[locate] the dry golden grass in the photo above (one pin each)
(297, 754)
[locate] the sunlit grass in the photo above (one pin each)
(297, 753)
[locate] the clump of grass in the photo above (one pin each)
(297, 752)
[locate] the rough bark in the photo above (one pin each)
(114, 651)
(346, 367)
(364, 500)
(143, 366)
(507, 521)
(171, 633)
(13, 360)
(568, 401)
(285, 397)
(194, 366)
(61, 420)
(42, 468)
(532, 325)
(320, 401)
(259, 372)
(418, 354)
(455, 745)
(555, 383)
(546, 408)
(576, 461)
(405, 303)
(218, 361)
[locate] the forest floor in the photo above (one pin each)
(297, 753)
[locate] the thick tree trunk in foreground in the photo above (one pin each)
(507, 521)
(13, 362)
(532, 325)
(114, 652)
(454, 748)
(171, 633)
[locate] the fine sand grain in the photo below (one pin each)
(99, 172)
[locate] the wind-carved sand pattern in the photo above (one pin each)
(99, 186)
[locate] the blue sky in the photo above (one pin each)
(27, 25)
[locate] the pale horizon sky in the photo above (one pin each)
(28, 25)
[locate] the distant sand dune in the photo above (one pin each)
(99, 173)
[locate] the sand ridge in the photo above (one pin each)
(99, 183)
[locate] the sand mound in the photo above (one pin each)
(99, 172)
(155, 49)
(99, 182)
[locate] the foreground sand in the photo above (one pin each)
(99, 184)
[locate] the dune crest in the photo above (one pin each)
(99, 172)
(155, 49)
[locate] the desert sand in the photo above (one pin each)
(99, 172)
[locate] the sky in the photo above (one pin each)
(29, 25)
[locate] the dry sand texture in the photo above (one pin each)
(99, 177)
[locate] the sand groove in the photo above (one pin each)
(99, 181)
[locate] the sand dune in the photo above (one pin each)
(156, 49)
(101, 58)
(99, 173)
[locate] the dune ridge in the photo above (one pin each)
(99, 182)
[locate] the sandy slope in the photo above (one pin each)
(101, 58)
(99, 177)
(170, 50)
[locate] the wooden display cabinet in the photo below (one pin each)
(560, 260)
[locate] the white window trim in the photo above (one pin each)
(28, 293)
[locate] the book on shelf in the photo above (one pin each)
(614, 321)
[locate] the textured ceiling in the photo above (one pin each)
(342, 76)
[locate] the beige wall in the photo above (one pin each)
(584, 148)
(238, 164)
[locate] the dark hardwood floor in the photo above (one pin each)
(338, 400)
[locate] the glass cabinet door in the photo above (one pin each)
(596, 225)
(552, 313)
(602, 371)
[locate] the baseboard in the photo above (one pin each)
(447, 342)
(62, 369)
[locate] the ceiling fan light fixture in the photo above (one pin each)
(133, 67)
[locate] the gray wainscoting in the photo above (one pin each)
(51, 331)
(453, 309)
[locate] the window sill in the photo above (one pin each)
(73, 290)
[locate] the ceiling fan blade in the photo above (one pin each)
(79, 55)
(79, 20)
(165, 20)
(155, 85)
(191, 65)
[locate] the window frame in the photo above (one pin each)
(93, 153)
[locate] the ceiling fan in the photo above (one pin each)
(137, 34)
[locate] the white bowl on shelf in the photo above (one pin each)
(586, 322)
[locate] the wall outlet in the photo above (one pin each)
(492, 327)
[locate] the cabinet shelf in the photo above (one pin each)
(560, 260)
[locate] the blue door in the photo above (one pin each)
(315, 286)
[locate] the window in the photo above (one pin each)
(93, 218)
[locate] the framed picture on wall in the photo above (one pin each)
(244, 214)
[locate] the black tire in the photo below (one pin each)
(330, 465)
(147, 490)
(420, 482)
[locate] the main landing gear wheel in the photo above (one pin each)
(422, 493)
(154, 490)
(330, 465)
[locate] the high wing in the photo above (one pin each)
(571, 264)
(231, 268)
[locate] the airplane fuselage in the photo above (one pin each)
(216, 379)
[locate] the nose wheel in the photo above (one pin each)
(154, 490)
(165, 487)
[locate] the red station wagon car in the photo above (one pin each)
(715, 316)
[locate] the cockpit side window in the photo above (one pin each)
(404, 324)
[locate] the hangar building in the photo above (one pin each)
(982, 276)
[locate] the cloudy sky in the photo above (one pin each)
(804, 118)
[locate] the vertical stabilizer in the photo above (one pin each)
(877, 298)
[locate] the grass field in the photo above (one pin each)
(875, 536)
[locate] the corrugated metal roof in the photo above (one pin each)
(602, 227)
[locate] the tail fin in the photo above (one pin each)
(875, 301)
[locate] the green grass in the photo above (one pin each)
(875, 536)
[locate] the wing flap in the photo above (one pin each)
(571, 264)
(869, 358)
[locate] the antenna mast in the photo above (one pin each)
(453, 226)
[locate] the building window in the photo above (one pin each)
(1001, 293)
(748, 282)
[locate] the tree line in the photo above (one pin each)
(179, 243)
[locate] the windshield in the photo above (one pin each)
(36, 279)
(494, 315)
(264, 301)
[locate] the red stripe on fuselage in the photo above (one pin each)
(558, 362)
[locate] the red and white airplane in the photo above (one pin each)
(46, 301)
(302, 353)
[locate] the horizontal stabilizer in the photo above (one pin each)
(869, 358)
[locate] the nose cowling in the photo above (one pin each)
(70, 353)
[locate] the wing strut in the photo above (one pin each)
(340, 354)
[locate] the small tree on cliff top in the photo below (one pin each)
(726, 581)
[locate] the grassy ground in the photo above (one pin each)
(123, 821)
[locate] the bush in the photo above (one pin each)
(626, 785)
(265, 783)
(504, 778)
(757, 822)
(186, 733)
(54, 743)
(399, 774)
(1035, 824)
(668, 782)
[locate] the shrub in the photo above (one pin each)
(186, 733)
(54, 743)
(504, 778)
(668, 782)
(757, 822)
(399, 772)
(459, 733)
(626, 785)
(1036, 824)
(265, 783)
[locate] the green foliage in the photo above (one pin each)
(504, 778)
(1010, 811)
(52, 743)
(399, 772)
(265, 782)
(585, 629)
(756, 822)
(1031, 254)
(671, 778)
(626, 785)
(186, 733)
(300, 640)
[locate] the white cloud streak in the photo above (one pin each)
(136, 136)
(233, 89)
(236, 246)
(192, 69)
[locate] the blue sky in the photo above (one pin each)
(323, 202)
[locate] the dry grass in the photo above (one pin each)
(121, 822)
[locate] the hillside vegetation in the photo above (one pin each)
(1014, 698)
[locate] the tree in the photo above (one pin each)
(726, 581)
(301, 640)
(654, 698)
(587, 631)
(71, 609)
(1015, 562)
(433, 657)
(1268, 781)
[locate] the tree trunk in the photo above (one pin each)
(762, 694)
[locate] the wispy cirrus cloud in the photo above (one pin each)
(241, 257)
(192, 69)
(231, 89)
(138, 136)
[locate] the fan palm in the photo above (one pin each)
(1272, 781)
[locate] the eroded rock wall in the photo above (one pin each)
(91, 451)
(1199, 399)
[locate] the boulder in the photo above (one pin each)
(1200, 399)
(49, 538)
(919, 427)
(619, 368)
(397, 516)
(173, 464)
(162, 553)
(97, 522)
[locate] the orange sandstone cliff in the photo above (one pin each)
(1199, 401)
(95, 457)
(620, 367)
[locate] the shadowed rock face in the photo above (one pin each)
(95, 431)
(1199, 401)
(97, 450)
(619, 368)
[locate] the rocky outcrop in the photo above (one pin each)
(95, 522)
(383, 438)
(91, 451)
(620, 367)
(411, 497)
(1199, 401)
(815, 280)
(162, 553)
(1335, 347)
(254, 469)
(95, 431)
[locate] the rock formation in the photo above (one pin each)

▸ **Aim of the task**
Print the listing above in full, exactly as it is.

▸ **Output of the task**
[locate] the dry golden grass in the photo above (one pin each)
(297, 754)
[locate] the sunlit grass in the photo above (one pin each)
(297, 753)
[locate] the clump of grass in the photo above (one pin each)
(297, 752)
[locate] the rough bark in the photo above (one pin each)
(114, 651)
(346, 367)
(364, 500)
(143, 366)
(507, 521)
(171, 633)
(13, 360)
(568, 401)
(285, 397)
(194, 366)
(61, 420)
(42, 468)
(532, 325)
(320, 401)
(259, 372)
(418, 354)
(455, 745)
(555, 383)
(546, 408)
(576, 461)
(405, 303)
(218, 361)
[locate] the forest floor in the photo above (one pin each)
(297, 753)
[locate] the thick tree trunk in foreground in the photo above (one pin each)
(507, 521)
(13, 362)
(532, 325)
(114, 652)
(454, 748)
(171, 633)
[locate] the fine sand grain in the photo below (one pin each)
(99, 172)
[locate] the wind-carved sand pattern in the photo above (one pin each)
(99, 186)
[locate] the blue sky in the photo above (one pin each)
(27, 25)
[locate] the pale horizon sky in the photo above (one pin each)
(28, 25)
[locate] the distant sand dune in the photo above (one pin each)
(99, 173)
[locate] the sand ridge in the photo above (one pin each)
(99, 183)
[locate] the sand mound in the photo above (one pin each)
(99, 172)
(155, 49)
(99, 182)
[locate] the foreground sand in the photo above (one pin each)
(99, 184)
[locate] the dune crest in the photo above (one pin each)
(99, 172)
(155, 49)
[locate] the desert sand in the photo above (one pin each)
(99, 172)
[locate] the sky in the photo above (one pin each)
(29, 25)
[locate] the dry sand texture in the photo above (one pin each)
(99, 177)
[locate] the sand groove in the photo above (one pin each)
(99, 181)
[locate] the sand dune in the photo above (one pin each)
(156, 49)
(101, 58)
(99, 173)
[locate] the dune ridge in the photo above (one pin each)
(99, 182)
[locate] the sandy slope in the photo above (one pin each)
(101, 58)
(99, 177)
(170, 50)
[locate] the wooden display cabinet in the photo below (one pin each)
(560, 260)
[locate] the white window trim in the photo above (one pin each)
(28, 293)
[locate] the book on shelf in the photo above (one pin each)
(614, 321)
[locate] the textured ceiling in the photo above (one pin each)
(342, 76)
[locate] the beige wall in the photo above (one pin each)
(584, 148)
(238, 164)
[locate] the dark hardwood floor in the photo above (one pin each)
(338, 400)
[locate] the glass cabinet door in the photo above (one pin each)
(596, 225)
(552, 313)
(602, 371)
[locate] the baseboard in the photo above (one pin each)
(447, 342)
(62, 369)
[locate] the ceiling fan light fixture in the photo above (one pin each)
(133, 67)
[locate] the gray wainscoting in the photo above (one pin each)
(51, 331)
(453, 309)
[locate] the window sill in the photo above (one pin each)
(73, 290)
[locate] the ceiling fan blade in the photo above (one pin each)
(79, 55)
(79, 20)
(165, 20)
(155, 85)
(191, 65)
[locate] the window frame in the photo above (one pin each)
(93, 153)
[locate] the ceiling fan in the photo above (one pin each)
(137, 34)
[locate] the white bowl on shelf in the photo above (one pin each)
(586, 322)
[locate] the wall outlet in the photo above (one pin each)
(492, 327)
[locate] the cabinet shelf in the photo above (one pin each)
(560, 260)
[locate] the blue door in the photo above (one pin each)
(315, 286)
[locate] the window in the photo above (one pin each)
(93, 218)
[locate] the framed picture on wall in the photo above (one pin each)
(244, 214)
[locate] the black tire in the photo below (one pin each)
(330, 465)
(147, 490)
(420, 482)
[locate] the main landing gear wheel in the photo above (one pin each)
(422, 493)
(154, 490)
(330, 465)
[locate] the high wing in the photo above (one pin each)
(571, 264)
(231, 268)
[locate] the airplane fuselage in the photo above (one pin each)
(216, 379)
[locate] the nose wheel in the photo above (one pin each)
(154, 490)
(165, 487)
[locate] the red station wagon car in the photo above (one pin each)
(715, 316)
[locate] the cockpit side window in the photo above (one pin each)
(404, 324)
[locate] the hangar building in the photo above (one pin each)
(982, 276)
[locate] the cloudy sky in the photo above (one pin each)
(804, 118)
[locate] the vertical stabilizer in the photo above (one pin each)
(877, 298)
[locate] the grass field in the photo above (one pin each)
(875, 536)
[locate] the corrugated metal roof in the photo above (one pin each)
(602, 227)
[locate] the tail fin in the photo above (one pin each)
(875, 301)
[locate] the green grass in the photo above (one pin each)
(875, 536)
[locate] the wing flap in the photo above (one pin each)
(571, 264)
(869, 358)
[locate] the antenna mast in the photo above (one pin each)
(453, 226)
[locate] the building window in the photo above (one pin each)
(1001, 293)
(748, 282)
[locate] the tree line in the photo above (one pin each)
(179, 243)
[locate] the windshield in the photo above (one pin each)
(36, 279)
(494, 315)
(264, 301)
[locate] the red stripe on fuselage in the photo above (one pin each)
(558, 362)
[locate] the red and white airplane in the photo above (one pin each)
(46, 301)
(302, 353)
[locate] the horizontal stabilizer in the photo above (one pin each)
(869, 358)
[locate] the nose cowling in the photo above (one pin each)
(70, 353)
[locate] the wing strut in the photo above (one pin each)
(340, 354)
[locate] the small tree on cliff top in the photo below (one pin each)
(726, 581)
[locate] the grassy ground in the photo above (one pin each)
(123, 821)
[locate] the bush in the photo above (one pin each)
(626, 785)
(265, 783)
(504, 778)
(757, 822)
(186, 733)
(54, 743)
(399, 774)
(1035, 824)
(668, 782)
[locate] the shrub in the photo above (one pin each)
(186, 733)
(54, 743)
(504, 778)
(668, 782)
(757, 822)
(399, 772)
(459, 733)
(626, 785)
(1036, 824)
(265, 783)
[locate] the green foliage in the photo above (one pin each)
(504, 778)
(1010, 811)
(52, 743)
(399, 772)
(265, 782)
(585, 629)
(756, 822)
(1031, 254)
(671, 778)
(626, 785)
(186, 733)
(300, 640)
[locate] the white cloud streak in the photo above (one pin each)
(136, 136)
(233, 89)
(236, 246)
(192, 69)
[locate] the blue sky in the photo above (one pin each)
(323, 202)
[locate] the dry grass in the photo above (one pin each)
(121, 822)
[locate] the hillside vegetation in the photo above (one pin each)
(1014, 698)
[locate] the tree in the photo above (one pin each)
(726, 581)
(301, 640)
(654, 698)
(587, 631)
(71, 609)
(1015, 562)
(433, 657)
(1268, 781)
[locate] the tree trunk in the photo above (one pin each)
(762, 694)
[locate] the wispy cirrus cloud in the photo above (one pin each)
(241, 257)
(192, 69)
(231, 89)
(138, 136)
[locate] the fan palm in the photo above (one pin each)
(1272, 781)
[locate] the eroded rock wall in the photo above (one pin each)
(91, 451)
(1199, 399)
[locate] the boulder in the photo above (one pin each)
(1200, 399)
(49, 538)
(919, 427)
(619, 368)
(397, 516)
(173, 464)
(162, 553)
(97, 522)
[locate] the orange sandstone cliff in the photo above (one pin each)
(1199, 401)
(95, 457)
(620, 367)
[locate] the shadowed rock face in the photo above (one pin each)
(95, 431)
(1199, 401)
(97, 450)
(619, 368)
[locate] the rocky outcrop in the photo above (one pin each)
(95, 522)
(383, 438)
(91, 451)
(620, 367)
(411, 497)
(1199, 401)
(815, 280)
(162, 553)
(1335, 347)
(254, 469)
(95, 431)
[locate] the rock formation in the photo above (one pin each)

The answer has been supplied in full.